======== Extracted text

New South Wales has plenty of ocean pools and rock pools located throughout the state, but Sydney is desperate for more outdoor swimming pools to take advantage of the beautiful harbour surrounds, warm seawater temperatures and sunny weather.
Ocean swimming has skyrocketed in the past 18 months during the COVID-19 pandemic and ocean pools and outdoor pools have become in demand to help people stay in shape while being stuck at home.
City of Sydney Liberal candidate Lyndon Gannon is calling for a series of free netted saltwater pools to be created in Sydney Harbour, which would be far cheaper than digging holes in the round and encoding pools on land.
In a plan that has the broad support of NSW Planning Minister Rob Stokes, Mr Gannon is calling for harbourside pools to be built at Beare Park, Elizabeth Bay, Marrinawi (Nawi) Cove at Barangaroo, Pirrama Park at Pyrmont and either Rozelle Bay or Blackwattle Bay in Glebe.
“What better way to get local communities together than having a picnic and a dip on a sunny afternoon down on the harbour?” Mr Gannon, a former lifeguard at the recently reopened Dawn Fraser Baths in Balmain, said.
“They will be relatively inexpensive to build and maintenance costs will be low compared with recently opened council facilities.
“The recently opened Gunyama Park pool in Zetland cost $106 million to build and millions per annum to run.
“We can build these four new amazing baths for a fraction of that, and the tides will do the cleaning for us.”
The Sydney Harbour has a long history of outdoor pools, many of which have disappeared but current pools include Balmoral Baths, Murrage Rose Beach, Dawn Fraser Baths and Nielsen Park in Vaucluse.
Canada Bay Council is also planning to build nets at Bayview Park at Concord.
“What could be more Australian than stripping down to your cossie or boardies in the summer and diving straight into the harbour?” Mr Stokes said.
“I would love for the public to be able to swim there. In Copenhagen and Paris they open their waterways for the summer – our weather is so good we could do it all year round.”
In Sydney’s west, much of the focus will be on how councils deal with the mid-October reopening of chlorinated swimming pools.
UNSW epidemiologist Professor Marylouise McLaws said there will need to be a combination of rapid antigen testing and double vaccination to make indoor pools safe.
“Kids in primary school can’t get vaccinated because there isn’t yet one developed and they are at risk of infection,” Prof McLaws said.
“Kids 12-15-year-olds won’t be offered vaccination until 70 per cent of adults are reached and it will take several months for 12-15-year-olds to have their second dose to reach maximum immunity.
“Rapid antigen testing can reduce risk from other kids and parents.”
Canterbury-Bankstown Mayor Khal Asfour hinted there may be a two-tiered system between indoor and outdoor pools, saying “the evidence tells us it’s harder to get it (Covid) outdoors”.
“If the government feels it is safe we will open pools straight away with a Covid safe plan, especially outdoor pools,” he said.

================
======== Data extract

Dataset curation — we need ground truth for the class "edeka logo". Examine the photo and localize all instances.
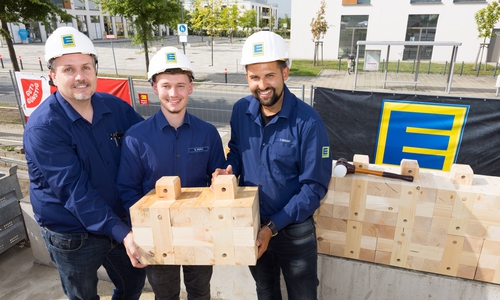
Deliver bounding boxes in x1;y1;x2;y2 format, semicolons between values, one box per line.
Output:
21;78;43;108
253;42;264;56
61;34;75;48
375;100;469;171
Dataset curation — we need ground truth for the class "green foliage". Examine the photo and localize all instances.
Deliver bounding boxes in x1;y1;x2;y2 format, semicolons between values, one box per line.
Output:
311;0;330;42
474;2;500;40
94;0;180;70
238;9;257;36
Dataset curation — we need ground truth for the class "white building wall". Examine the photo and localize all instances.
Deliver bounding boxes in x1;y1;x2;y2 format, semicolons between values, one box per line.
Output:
290;0;500;62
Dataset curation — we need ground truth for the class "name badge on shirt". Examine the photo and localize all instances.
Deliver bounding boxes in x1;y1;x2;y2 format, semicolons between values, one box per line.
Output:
188;146;209;153
321;146;330;158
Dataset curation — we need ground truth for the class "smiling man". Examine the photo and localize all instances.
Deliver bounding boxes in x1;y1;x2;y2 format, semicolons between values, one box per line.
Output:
24;27;145;300
212;31;332;300
117;47;225;300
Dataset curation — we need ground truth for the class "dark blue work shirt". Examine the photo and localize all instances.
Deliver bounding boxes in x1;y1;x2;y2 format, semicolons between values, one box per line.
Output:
117;110;225;209
227;86;332;230
24;91;144;242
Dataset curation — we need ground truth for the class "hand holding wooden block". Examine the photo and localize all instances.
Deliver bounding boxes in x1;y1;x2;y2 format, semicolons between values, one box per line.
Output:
130;175;260;265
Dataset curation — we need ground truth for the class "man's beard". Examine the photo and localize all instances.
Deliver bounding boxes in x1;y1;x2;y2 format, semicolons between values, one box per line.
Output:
72;80;94;101
254;87;285;107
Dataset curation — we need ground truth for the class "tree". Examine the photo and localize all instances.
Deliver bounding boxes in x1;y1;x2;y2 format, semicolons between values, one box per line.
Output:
311;0;329;65
278;14;291;38
0;0;72;72
95;0;180;71
221;1;240;44
238;9;257;36
474;2;500;70
191;0;224;66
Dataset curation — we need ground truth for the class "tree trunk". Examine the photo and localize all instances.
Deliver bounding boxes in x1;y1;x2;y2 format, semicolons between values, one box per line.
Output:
1;21;21;72
210;34;214;67
142;26;149;73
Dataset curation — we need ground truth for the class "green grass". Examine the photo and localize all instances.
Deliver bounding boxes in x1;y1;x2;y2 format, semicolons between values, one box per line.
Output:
290;59;500;76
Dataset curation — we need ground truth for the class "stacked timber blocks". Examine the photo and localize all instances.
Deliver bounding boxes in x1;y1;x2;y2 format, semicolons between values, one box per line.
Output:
315;155;500;284
130;175;260;265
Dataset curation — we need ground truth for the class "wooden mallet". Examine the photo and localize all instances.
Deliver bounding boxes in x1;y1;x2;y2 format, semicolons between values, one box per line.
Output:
333;158;413;182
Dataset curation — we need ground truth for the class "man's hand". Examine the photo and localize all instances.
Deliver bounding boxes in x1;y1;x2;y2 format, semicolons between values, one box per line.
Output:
210;165;233;192
255;226;273;259
123;231;146;268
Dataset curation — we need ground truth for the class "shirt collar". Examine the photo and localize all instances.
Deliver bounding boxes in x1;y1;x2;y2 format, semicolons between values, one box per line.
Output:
155;109;191;129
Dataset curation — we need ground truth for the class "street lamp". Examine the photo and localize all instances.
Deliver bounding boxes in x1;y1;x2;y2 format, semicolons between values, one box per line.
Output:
179;0;187;54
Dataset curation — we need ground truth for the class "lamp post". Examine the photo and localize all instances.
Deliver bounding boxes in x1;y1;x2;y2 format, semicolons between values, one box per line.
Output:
179;0;187;54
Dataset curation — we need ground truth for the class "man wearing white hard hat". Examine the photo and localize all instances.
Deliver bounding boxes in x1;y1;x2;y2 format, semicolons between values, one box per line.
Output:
212;31;332;300
117;47;225;300
24;27;146;300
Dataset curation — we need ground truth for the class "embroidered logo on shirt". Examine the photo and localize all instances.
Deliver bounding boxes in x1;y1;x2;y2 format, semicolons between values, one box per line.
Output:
61;34;76;48
321;146;330;158
188;146;209;153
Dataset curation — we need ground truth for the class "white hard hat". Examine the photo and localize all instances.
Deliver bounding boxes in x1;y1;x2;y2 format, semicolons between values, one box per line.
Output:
45;27;97;62
241;31;292;67
148;47;194;80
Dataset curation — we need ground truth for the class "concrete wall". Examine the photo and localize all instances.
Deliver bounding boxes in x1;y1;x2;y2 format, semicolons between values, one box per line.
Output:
21;193;500;300
290;0;494;62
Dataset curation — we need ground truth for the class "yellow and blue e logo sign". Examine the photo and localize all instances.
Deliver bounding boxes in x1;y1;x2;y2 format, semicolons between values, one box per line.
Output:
375;100;469;171
61;34;75;48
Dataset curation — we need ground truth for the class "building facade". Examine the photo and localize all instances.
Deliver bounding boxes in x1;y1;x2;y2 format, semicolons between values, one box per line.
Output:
290;0;500;62
0;0;278;45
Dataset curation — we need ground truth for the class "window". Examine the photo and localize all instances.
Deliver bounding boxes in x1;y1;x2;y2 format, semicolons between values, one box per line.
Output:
89;0;99;10
338;15;368;58
403;15;439;60
73;0;85;10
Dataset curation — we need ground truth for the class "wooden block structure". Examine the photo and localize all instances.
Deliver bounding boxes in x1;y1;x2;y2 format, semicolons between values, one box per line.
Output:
314;155;500;284
130;175;260;265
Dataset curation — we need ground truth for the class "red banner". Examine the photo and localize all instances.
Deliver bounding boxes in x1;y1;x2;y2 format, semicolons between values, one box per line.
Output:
15;72;132;119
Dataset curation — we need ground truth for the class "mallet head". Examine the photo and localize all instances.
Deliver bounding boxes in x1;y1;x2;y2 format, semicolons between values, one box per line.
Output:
333;158;355;177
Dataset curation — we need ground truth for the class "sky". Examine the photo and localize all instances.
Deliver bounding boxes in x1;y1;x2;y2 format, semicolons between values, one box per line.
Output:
267;0;292;18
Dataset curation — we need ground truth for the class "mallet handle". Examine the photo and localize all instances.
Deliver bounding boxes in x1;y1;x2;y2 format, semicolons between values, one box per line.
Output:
355;168;413;182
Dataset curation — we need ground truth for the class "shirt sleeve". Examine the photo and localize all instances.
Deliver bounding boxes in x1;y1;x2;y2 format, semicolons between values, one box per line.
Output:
24;127;130;242
271;120;332;230
207;127;226;176
224;108;242;177
116;134;145;212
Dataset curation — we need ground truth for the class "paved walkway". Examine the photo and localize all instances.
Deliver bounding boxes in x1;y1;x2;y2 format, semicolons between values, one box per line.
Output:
0;36;496;98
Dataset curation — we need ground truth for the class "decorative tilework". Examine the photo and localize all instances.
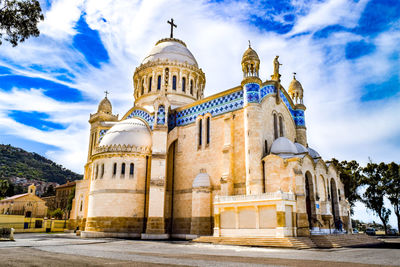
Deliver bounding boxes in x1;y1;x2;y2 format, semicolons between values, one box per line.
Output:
157;105;165;125
99;129;108;143
244;83;260;103
260;85;276;102
176;90;244;126
168;111;176;131
126;109;154;129
279;91;306;126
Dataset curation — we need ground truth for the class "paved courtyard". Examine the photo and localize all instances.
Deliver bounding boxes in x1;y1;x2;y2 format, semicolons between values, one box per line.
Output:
0;234;400;267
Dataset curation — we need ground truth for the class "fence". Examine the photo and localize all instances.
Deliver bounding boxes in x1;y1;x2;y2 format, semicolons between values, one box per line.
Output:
0;215;68;233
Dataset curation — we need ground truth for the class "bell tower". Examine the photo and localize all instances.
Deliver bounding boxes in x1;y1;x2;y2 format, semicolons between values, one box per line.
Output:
288;73;307;147
241;41;263;195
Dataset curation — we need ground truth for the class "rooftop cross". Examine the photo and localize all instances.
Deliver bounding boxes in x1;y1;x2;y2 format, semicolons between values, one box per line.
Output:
167;18;176;38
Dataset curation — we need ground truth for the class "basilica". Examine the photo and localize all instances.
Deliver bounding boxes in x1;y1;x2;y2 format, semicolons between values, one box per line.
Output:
70;26;351;239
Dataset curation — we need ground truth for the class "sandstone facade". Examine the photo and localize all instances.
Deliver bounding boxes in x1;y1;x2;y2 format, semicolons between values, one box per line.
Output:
70;35;350;239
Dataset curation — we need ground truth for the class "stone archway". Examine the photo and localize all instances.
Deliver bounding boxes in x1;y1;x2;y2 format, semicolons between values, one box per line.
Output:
305;171;316;229
165;140;176;234
331;178;340;225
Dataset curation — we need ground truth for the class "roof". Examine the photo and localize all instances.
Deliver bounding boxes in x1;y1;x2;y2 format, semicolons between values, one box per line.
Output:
0;193;28;202
55;181;76;189
142;38;198;68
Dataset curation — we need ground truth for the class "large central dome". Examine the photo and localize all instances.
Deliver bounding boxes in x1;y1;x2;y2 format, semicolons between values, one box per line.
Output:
142;38;198;68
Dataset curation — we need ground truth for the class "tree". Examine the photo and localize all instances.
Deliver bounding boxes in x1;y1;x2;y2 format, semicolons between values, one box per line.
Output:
0;180;10;199
384;162;400;233
332;158;363;214
50;208;64;219
42;184;56;197
362;162;391;233
0;0;44;46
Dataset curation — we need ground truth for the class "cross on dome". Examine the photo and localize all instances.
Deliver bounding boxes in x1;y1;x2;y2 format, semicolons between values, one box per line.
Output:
167;18;177;38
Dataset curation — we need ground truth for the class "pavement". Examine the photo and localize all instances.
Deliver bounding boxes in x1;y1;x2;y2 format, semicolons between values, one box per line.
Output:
0;233;400;267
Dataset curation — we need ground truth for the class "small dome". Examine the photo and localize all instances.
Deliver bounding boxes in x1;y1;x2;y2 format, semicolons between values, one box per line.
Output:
294;143;308;154
193;172;210;188
271;137;297;155
308;147;321;159
242;46;260;63
142;38;198;68
99;118;152;147
288;77;303;94
97;97;112;114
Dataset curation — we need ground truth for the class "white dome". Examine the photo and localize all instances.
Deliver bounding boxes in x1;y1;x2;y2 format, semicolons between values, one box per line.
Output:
99;118;152;147
193;173;210;188
308;147;321;159
294;143;308;154
142;38;198;67
271;137;297;155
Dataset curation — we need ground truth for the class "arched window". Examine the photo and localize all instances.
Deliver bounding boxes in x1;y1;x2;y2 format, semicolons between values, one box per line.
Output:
129;163;135;177
206;117;211;145
199;119;203;146
157;75;161;90
94;164;99;179
264;140;268;155
172;75;176;90
149;77;153;92
121;163;125;175
182;77;186;92
279;116;283;137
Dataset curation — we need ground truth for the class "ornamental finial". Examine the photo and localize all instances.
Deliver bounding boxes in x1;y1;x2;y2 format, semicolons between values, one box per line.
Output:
167;18;177;38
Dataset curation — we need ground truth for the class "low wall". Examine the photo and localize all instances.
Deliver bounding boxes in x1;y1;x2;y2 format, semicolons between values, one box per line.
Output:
0;228;14;241
0;215;68;233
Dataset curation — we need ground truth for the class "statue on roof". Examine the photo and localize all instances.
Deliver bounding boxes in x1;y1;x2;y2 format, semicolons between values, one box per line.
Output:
271;56;282;82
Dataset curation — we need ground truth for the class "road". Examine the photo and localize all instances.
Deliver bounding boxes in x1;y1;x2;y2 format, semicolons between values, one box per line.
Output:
0;234;400;267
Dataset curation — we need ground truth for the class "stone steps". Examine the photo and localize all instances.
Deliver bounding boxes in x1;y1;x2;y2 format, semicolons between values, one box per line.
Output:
311;234;382;248
193;236;316;249
193;235;382;249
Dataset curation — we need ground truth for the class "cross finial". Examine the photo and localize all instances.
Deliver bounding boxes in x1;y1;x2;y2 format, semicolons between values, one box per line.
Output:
167;18;177;38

================

● What to do
**A.** In the article on Sydney Harbour pools, rewrite the paragraph beginning "In a plan that has the broad support" as a short bulleted list that keeps its main facts.
**B.** Translate this sentence from the article on Sydney Harbour pools into Spanish: "Canada Bay Council is also planning to build nets at Bayview Park at Concord."
**C.** Reproduce the article on Sydney Harbour pools verbatim, from "Canada Bay Council" to "chlorinated swimming pools.".

● Solutions to each task
**A.**
- Mr Gannon's plan has the broad support of NSW Planning Minister Rob Stokes.
- He is calling for harbourside pools at:
  - Beare Park, Elizabeth Bay
  - Marrinawi (Nawi) Cove at Barangaroo
  - Pirrama Park at Pyrmont
  - Rozelle Bay or Blackwattle Bay in Glebe

**B.** El Ayuntamiento de Canada Bay también planea instalar redes en Bayview Park, en Concord.

**C.**
Canada Bay Council is also planning to build nets at Bayview Park at Concord.
“What could be more Australian than stripping down to your cossie or boardies in the summer and diving straight into the harbour?” Mr Stokes said.
“I would love for the public to be able to swim there. In Copenhagen and Paris they open their waterways for the summer – our weather is so good we could do it all year round.”
In Sydney’s west, much of the focus will be on how councils deal with the mid-October reopening of chlorinated swimming pools.